-- Source text follows --
Alzheimer’s Disease: The puzzle we’re so desperate to solve

By: Fiona Calvert
Date: 13.11.17

MaxP17_JonBarlow_Copyright-MRC_102017_fiona

MRC Chairman Donald Brydon CBE and Fiona Calvert at the MRC Max Perutz Science Writing Awards 2017.  Photo credit: MRC

This article was shortlisted for the MRC Max Perutz Science Writing Awards 2017.

 
“But Alzheimer’s is me, unwinding, losing trust in myself, a butt of my own jokes and on bad days capable of playing hunt the slipper by myself and losing. You can’t battle it, you can’t be a plucky “survivor”. It steals you from yourself.” – Terry Pratchett 2008.

Author Terry Pratchett, who was diagnosed with a form of Alzheimer’s disease in 2007, worked tirelessly until his death to beautifully articulate what living with dementia was like for him. Not just the memory loss, but also the loss of independence, personality, of your ability to maintain relationships and ultimately the loss of yourself. He gave people robbed of their memories, and themselves, a voice.

Dementia is estimated to affect 46.8 million people worldwide, with the number predicted to double every twenty years. In 2015 there were nearly 10 million new dementia cases, that’s one new diagnosis every three seconds. Alzheimer’s disease is the most prevalent form of dementia but it’s about more than just facts and figures: it’s about the people whose lives it steals.

Any diagnosis can be daunting for a patient, but a diagnosis coupled with no effective treatment, let alone a cure, is terrifying. Terry Pratchett used his voice in the best way, to fight for more exposure and to fight for a cure. As a scientific community it is our responsibility to take up that fight. In order for effective treatments to reach patients we have to understand the disease we’re fighting. My PhD will hopefully help to do just that.
-- Source text concluded --
-- Supplied entries follows --
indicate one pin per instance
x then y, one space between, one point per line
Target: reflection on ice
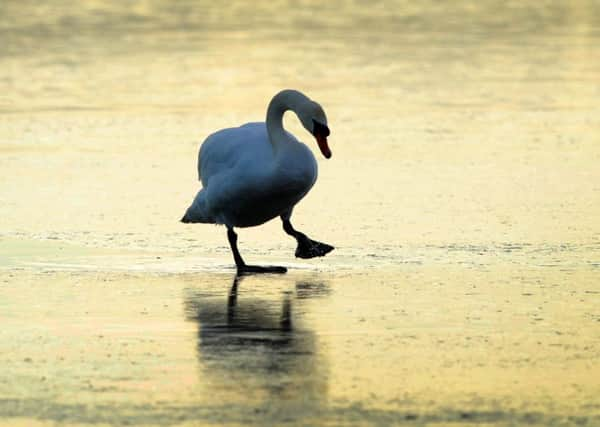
258 348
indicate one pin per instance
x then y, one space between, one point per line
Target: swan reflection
256 345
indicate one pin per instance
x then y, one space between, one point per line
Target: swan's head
314 120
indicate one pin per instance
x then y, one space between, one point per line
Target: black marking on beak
320 129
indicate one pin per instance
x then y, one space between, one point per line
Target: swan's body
258 171
245 182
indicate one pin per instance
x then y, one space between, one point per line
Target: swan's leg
307 248
242 267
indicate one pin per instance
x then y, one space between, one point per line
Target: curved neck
285 100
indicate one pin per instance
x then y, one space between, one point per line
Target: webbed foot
308 248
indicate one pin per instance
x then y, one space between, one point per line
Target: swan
258 171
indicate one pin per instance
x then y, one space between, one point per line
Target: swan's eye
320 129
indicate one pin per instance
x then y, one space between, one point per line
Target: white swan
258 171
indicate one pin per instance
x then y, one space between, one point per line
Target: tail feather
197 212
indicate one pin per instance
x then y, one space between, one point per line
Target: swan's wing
227 148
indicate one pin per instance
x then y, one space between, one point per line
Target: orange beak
322 141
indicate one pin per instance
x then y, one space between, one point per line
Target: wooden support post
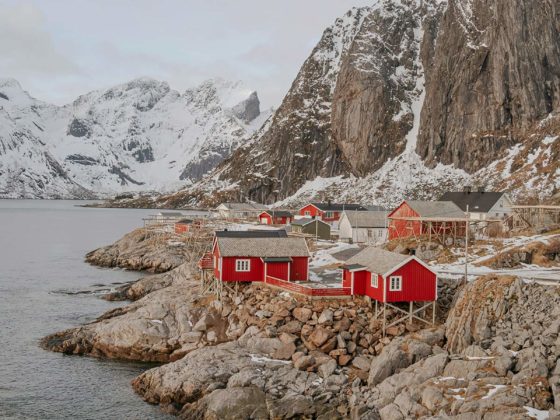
-- Supplied entries concluded --
▶ [Task requirements]
1. Can you rewrite the Alzheimer's article starting with "MRC Chairman Donald" and going on through "themselves, a voice.", changing "Terry Pratchett" to "Pratchett"?
2. According to the Alzheimer's article, why is it necessary to understand the disease being fought? Answer in one to three sentences.
Work only from the text.

▶ [Exercise responses]
1.
MRC Chairman Donald Brydon CBE and Fiona Calvert at the MRC Max Perutz Science Writing Awards 2017.  Photo credit: MRC

This article was shortlisted for the MRC Max Perutz Science Writing Awards 2017.

 
“But Alzheimer’s is me, unwinding, losing trust in myself, a butt of my own jokes and on bad days capable of playing hunt the slipper by myself and losing. You can’t battle it, you can’t be a plucky “survivor”. It steals you from yourself.” – Pratchett 2008.

Author Pratchett, who was diagnosed with a form of Alzheimer’s disease in 2007, worked tirelessly until his death to beautifully articulate what living with dementia was like for him. Not just the memory loss, but also the loss of independence, personality, of your ability to maintain relationships and ultimately the loss of yourself. He gave people robbed of their memories, and themselves, a voice.

2. Understanding the disease is necessary so that effective treatments can reach patients.